▸ **TEXTAUSZUG**:
......

Uranhexafluorid ist nicht brennbar, nicht explosiv und beständig gegen trockene Luft. Es reagiert hingegen sehr heftig mit Wasser (beispielsweise Luftfeuchtigkeit), wobei das wasserlösliche Uranylfluorid (UO2F2) und Fluorwasserstoff (HF) entstehen.[44] HF bildet im überschüssigen Wasser stark ätzende Flusssäure.

$ \mathrm {UF_{6}\ +\ 2\ H_{2}O\ \longrightarrow \ UO_{2}F_{2}\ +\ 4\ HF} $

UF6 ist ein kräftiges Fluorierungs- und Oxidationsmittel. Mit den meisten Metallen und Legierungen (z. B. Eisen, Aluminium-Magnesium-Legierungen, Edelstähle) reagiert es unter Bildung von Metallfluoriden, bei Raumtemperatur sehr langsam, bei erhöhten Temperaturen etwas schneller. Da die gebildeten Fluoride schwerflüchtig sind, bilden sie auf den betreffenden Oberflächen Ablagerungen, die die Weiterreaktion verhindern können. Vor allem Nickel ist chemisch sehr widerstandsfähig.[45] Synthetische Hochpolymere, wie z. B. Teflon und einige Copolymere, weisen ebenfalls eine gute Beständigkeit gegenüber UF6 auf.[45] Organische Verbindungen reagieren dagegen bereits bei Raumtemperatur durch Fluorierung mit UF6; dabei bilden sich HF und UF4 unter Abscheidung von Kohlenstoff. Sauerstoffhaltige organische Verbindungen, wie z. B. Ethanol oder Diethylether, reagieren schnell unter Abscheidung von Uranylfluorid und Bildung von HF.[46]

Verwendung

Kaskade von Gaszentrifugen zur Urananreicherung
Hauptartikel: Uran-Anreicherung

Uranhexafluorid dient zur Trennung der Uranisotope nach dem Gasdiffusionsverfahren oder mittels Gasultrazentrifugen. Es ist hierzu ideal geeignet, da es sich im Gegensatz zu den meisten anderen Uranverbindungen leicht in die Gasphase überführen lässt und da Fluor ein Reinelement ist: Es kommt nur ein Fluorisotop (19F) in der Natur vor; alle natürlichen Fluoratome haben exakt die gleiche Atommasse. Daher sind die Massenunterschiede der Uranhexafluoridmoleküle, die bei der Isotopentrennung ausgenutzt werden – wie erwünscht – nur auf die Massenunterschiede der Uranisotope 238U und 235U zurückzuführen. Uranhexafluorid ist damit ein Bestandteil des nuklearen Brennstoffkreislaufs. Zur weiteren Verwendung in Druck- und Siedewasserreaktoren wird angereichertes Uranhexafluorid zu Brennelementefabriken transportiert, um dort erst zu Urandioxid und schließlich zu Brennelementen weiterverarbeitet zu werden.

......

▸ **Auszüge aus dem Datensatz**:
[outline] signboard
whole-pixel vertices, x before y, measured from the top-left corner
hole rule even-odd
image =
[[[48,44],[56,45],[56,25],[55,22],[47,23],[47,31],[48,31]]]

......

▸ **AUFGABE 1**: Erkläre in ein bis drei Sätzen, warum sich Uranhexafluorid laut dem Text über Uranhexafluorid besonders gut zur Trennung der Uranisotope eignet.
▸ **AUFGABE 2**: Ändere im Text über Uranhexafluorid den Abschnitt, der mit „Uranhexafluorid ist nicht“ beginnt und bis „stark ätzende Flusssäure.“ reicht, indem du „Luftfeuchtigkeit“ durch „Wasserdampf“ ersetzt, und gib ihn dann wieder.
▸ **AUFGABE 3**:
Stimmen die folgenden Aussagen mit dem Text über Uranhexafluorid überein? Beantworte jede mit Ja oder Nein und zitiere die entscheidenden Worte aus dem Text.
(a) Uranhexafluorid ist explosiv.
(b) Nickel ist gegenüber Uranhexafluorid chemisch sehr widerstandsfähig.
(c) Organische Verbindungen reagieren erst bei erhöhter Temperatur mit UF6.

▸ **LÖSUNG 1**: Uranhexafluorid lässt sich im Gegensatz zu den meisten anderen Uranverbindungen leicht in die Gasphase überführen. Außerdem ist Fluor ein Reinelement: In der Natur kommt nur das Isotop 19F vor. Daher gehen die Massenunterschiede der Moleküle allein auf die Uranisotope 238U und 235U zurück.

▸ **LÖSUNG 2**:
Uranhexafluorid ist nicht brennbar, nicht explosiv und beständig gegen trockene Luft. Es reagiert hingegen sehr heftig mit Wasser (beispielsweise Wasserdampf), wobei das wasserlösliche Uranylfluorid (UO2F2) und Fluorwasserstoff (HF) entstehen.[44] HF bildet im überschüssigen Wasser stark ätzende Flusssäure.

▸ **LÖSUNG 3**:
(a) Nein: „Uranhexafluorid ist nicht brennbar, nicht explosiv und beständig gegen trockene Luft.“
(b) Ja: „Vor allem Nickel ist chemisch sehr widerstandsfähig.“
(c) Nein: „Organische Verbindungen reagieren dagegen bereits bei Raumtemperatur durch Fluorierung mit UF6“